PAGE TEXT

Guideline Objective(s)

To update practice guidelines for the therapeutic use of androgens in women

Target Population

Women with androgen deficiency, low androgen levels, or hypoactive sexual desire disorder (HSDD)

Interventions and Practices Considered

Androgen therapy

Major Outcomes Considered

  • Quality of life and general wellbeing
  • Sexual function
  • Psychological symptoms related to menopause
  • Lipid profile
  • Glucose tolerance
  • Body measurements
  • Bone health
  • Incidence of hirsutism and acne

Methods Used to Collect/Select the Evidence

Hand-searches of Published Literature (Primary Sources)

Hand-searches of Published Literature (Secondary Sources)

Searches of Electronic Databases

Description of Methods Used to Collect/Select the Evidence

The Endocrine Society's Task Force commissioned two systematic reviews of published data (see the "Availability of Companion Documents" field) and considered several other existing meta-analyses and trials to support the guideline.

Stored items

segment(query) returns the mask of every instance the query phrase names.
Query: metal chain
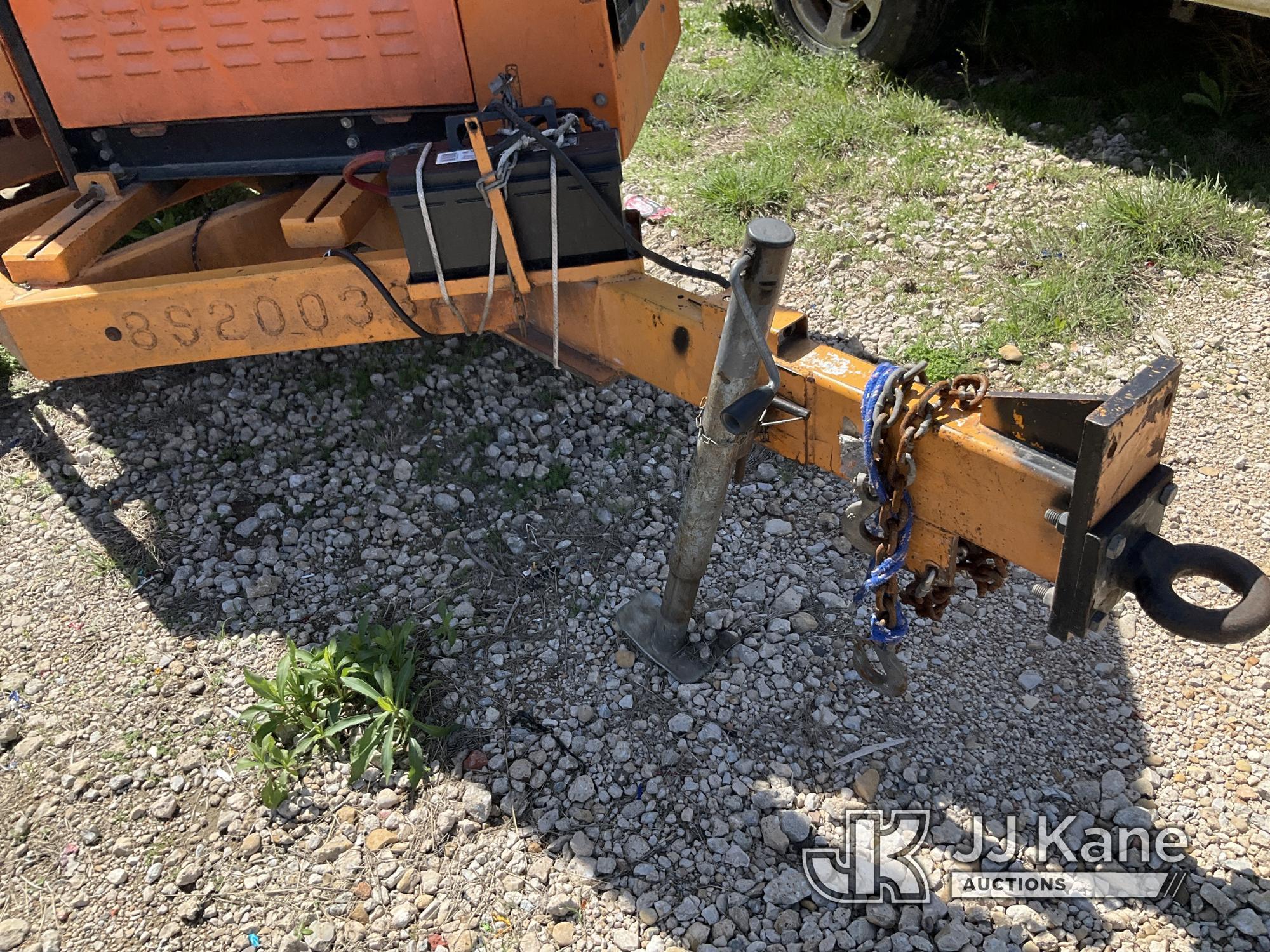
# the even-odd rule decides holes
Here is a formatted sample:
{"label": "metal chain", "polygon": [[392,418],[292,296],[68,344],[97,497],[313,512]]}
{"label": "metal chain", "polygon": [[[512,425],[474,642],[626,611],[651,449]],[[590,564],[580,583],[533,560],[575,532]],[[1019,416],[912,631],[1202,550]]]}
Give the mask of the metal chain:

PROBLEMS TO SOLVE
[1] According to the androgen guideline summary, what did the Endocrine Society's Task Force commission?
[2] List every major outcome considered in the androgen guideline summary.
[3] Please reproduce the androgen guideline summary word for word from "Guideline Objective(s)" to "desire disorder (HSDD)".
The entries have no connection to the androgen guideline summary.

RESPONSES TO THE EXERCISE
[1] Two systematic reviews of published data.

[2]
- Quality of life and general wellbeing
- Sexual function
- Psychological symptoms related to menopause
- Lipid profile
- Glucose tolerance
- Body measurements
- Bone health
- Incidence of hirsutism and acne

[3]
Guideline Objective(s)

To update practice guidelines for the therapeutic use of androgens in women

Target Population

Women with androgen deficiency, low androgen levels, or hypoactive sexual desire disorder (HSDD)